■ Prompt 1 ■
Transcribe the passage on RVs in film and television, everything from "RVers feel the" down to "can be perilous.".
■ Prompt 2 ■
Write the next part of the passage on RVs in film and television, carrying on from its last sentence.

■ Supplied passage ■
————————

THE WILD ONE: “Into the Wild” 2007

RVers feel the truth of this quote in their bones: “I read somewhere of how important it is in life to not necessarily to be strong, but to feel strong. To measure yourself at least once. To find yourself at least once in the most ancient of human conditions, facing the blind, deaf stone along with nothing to help you but your hands and your own head.” That must be 50 percent or more of what drives RVers to find the next perfect parking spot—the desire to be on the edge of what’s possible: personally, geographically, and contextually. “Into the Wild” isn’t an RV movie, but thousands of people from around the world have trekked to Fairbanks City Transit System Bus 142, which might be the most famous skoolie of all time, affectionately known as the
Magic Bus.

MESSAGE: Leaving the rat race is rewarding (Shawna Matsunaga would agree, And boondocking unprepared can be perilous.

THE BADDEST OF THEM ALL: “Breaking Bad” 2008

You really want your antihero to have a great entrance. Walter White drove into the national zeitgeist in tighty-whities and a gas mask, careening his 1986 Fleetwood Bounder mobile meth lab through an Albu unique desert with two bodies in the back. And RVs on TV would never be the same. The RV wasn’t just a recurring backdrop here. It was a strong supporting character in every sense of the word, delivering plot points, serving as both setting of and impetus for action through five seasons, and grounding the otherwise wild storyline in a strange hyperrealism “Breaking Bad” was unlike anything that had come before it, and so was the depiction of the “Krystal Ship.” The show took a dusty old motorhome and turned it into a star vehicle. And in so doing gave countercultural RVers an antihero to (mostly, and begrudgingly) root for. When it met its untimely demise, the emotional pain was identical to killing off a favorite character and served as a foreshadowing of tragedy to come. All in all, this was the RV’s all-time great role, deserving of our designation of it as the Baddest RV of All Time.

————————

[Point-per-instance localization entries]
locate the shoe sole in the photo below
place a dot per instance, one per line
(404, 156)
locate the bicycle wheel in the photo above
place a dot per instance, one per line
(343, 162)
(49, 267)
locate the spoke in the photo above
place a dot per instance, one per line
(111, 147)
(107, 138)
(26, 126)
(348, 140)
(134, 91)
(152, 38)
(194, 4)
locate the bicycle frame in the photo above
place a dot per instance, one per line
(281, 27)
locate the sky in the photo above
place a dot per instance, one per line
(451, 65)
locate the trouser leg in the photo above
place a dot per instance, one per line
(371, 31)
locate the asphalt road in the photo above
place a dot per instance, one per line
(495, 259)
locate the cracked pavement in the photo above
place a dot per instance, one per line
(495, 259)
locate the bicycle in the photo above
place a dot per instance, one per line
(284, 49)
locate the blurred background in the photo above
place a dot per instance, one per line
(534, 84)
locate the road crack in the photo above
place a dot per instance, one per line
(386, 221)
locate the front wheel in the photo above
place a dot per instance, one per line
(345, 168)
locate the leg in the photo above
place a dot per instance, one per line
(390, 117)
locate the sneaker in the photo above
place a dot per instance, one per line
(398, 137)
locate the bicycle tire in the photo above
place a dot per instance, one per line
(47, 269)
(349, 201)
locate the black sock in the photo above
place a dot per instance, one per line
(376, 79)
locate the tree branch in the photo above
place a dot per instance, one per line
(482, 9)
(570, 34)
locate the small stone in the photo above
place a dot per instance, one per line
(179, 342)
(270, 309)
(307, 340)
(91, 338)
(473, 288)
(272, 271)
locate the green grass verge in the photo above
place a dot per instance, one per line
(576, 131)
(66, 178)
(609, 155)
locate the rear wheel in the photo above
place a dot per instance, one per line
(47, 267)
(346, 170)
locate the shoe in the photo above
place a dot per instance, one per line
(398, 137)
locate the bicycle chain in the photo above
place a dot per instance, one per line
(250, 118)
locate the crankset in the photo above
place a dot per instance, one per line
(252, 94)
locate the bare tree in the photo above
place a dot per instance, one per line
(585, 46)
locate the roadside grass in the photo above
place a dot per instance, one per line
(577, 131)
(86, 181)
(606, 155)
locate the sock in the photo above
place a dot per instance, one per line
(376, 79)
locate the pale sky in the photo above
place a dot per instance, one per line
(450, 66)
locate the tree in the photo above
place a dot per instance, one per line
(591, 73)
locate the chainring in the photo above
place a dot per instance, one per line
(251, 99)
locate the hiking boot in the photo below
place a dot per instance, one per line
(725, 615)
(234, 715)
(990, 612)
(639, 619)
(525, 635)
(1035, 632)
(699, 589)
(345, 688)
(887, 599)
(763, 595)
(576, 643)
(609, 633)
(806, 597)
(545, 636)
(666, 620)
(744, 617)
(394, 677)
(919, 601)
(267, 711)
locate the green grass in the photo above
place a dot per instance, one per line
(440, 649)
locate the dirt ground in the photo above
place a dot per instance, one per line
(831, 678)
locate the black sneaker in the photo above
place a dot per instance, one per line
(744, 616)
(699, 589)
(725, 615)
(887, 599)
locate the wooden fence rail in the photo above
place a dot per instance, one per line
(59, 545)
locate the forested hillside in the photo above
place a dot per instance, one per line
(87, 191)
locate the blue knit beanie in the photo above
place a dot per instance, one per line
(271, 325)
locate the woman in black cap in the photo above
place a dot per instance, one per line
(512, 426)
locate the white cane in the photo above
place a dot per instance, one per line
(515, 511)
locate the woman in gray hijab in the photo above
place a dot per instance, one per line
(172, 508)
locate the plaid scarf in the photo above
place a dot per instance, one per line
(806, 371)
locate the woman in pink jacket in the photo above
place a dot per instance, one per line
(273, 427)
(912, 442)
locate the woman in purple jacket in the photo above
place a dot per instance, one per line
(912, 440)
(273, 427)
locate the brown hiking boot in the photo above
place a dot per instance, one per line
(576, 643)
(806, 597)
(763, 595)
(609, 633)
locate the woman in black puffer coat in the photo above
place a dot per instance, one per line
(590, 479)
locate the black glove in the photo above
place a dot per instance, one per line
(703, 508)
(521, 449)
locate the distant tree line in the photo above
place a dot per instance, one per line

————————

■ Final answer 1 ■
RVers feel the truth of this quote in their bones: “I read somewhere of how important it is in life to not necessarily to be strong, but to feel strong. To measure yourself at least once. To find yourself at least once in the most ancient of human conditions, facing the blind, deaf stone along with nothing to help you but your hands and your own head.” That must be 50 percent or more of what drives RVers to find the next perfect parking spot—the desire to be on the edge of what’s possible: personally, geographically, and contextually. “Into the Wild” isn’t an RV movie, but thousands of people from around the world have trekked to Fairbanks City Transit System Bus 142, which might be the most famous skoolie of all time, affectionately known as the
Magic Bus.

MESSAGE: Leaving the rat race is rewarding (Shawna Matsunaga would agree, And boondocking unprepared can be perilous.

■ Final answer 2 ■
MESSAGE: There are some things about yourself that you absolutely can only learn in the back of a 1986 motorhome.

MOBILE SANCTUARY: “The Walking Dead” 2010

 

You can’t miss the Winnebago W on the side of the 1973 D-27C Chieftain in the “Walking Dead.” While less of a starring role and more of an ongoing character than in “Breaking Bad,” the show got a whole lot of mileage out of its recreational vehicle. We wouldn’t recommend using its bathroom during a zombie attack, but generally speaking, we saw the Win nebago as place of sanctuary, and a mobile place of peace in the midst of perpetual brainy mayhem.

MESSAGE: If you’re going to go through an apocalypse, bring your Winnebago.

THE WANDERER: “Nomadland” 2020

Like “Into the Wild” before it, “Nomadland” delivers an honest look at RVing in all its gritty glory. Sometimes exhilarating, sometimes a really crappy way to get from here to there, RVing in this Academy-Award-Best-Picture-winning film is living its best life. In part, that’s because the film uses real, non-actor people to deliver some of its most memorable performances, including real-life van-dwelling YouTube guru Bob Wells. Like any great story, “Nomadland” is really about relationships, including between the protagonist, played by Frances McDormand, and her van. Like any great relationship, it’s sometimes strained, and each participant takes its toll on the other.

But we ultimately find beauty in the places that the picture goes physically and emotionally. It took until 2020 for Hollywood to get the representation of RVers this right, but the payoff comes in the unflinchingly honest look at the lifestyle we all love, reflected back to us by this piece of art in all its tainted glory. In “Nomadland,” we aren’t just seen, we’re known. And the bare truth that the film captures so well is that RVing is more than a hobby for anyone serious about it—in fact, it’s a way of life for many. It’s a calling, even, for some, requiring maximum sacrifice from its deepest devotees, but returning in kind a lifestyle that, even when not glamorous, is never boring. And that might be what the film gets most right.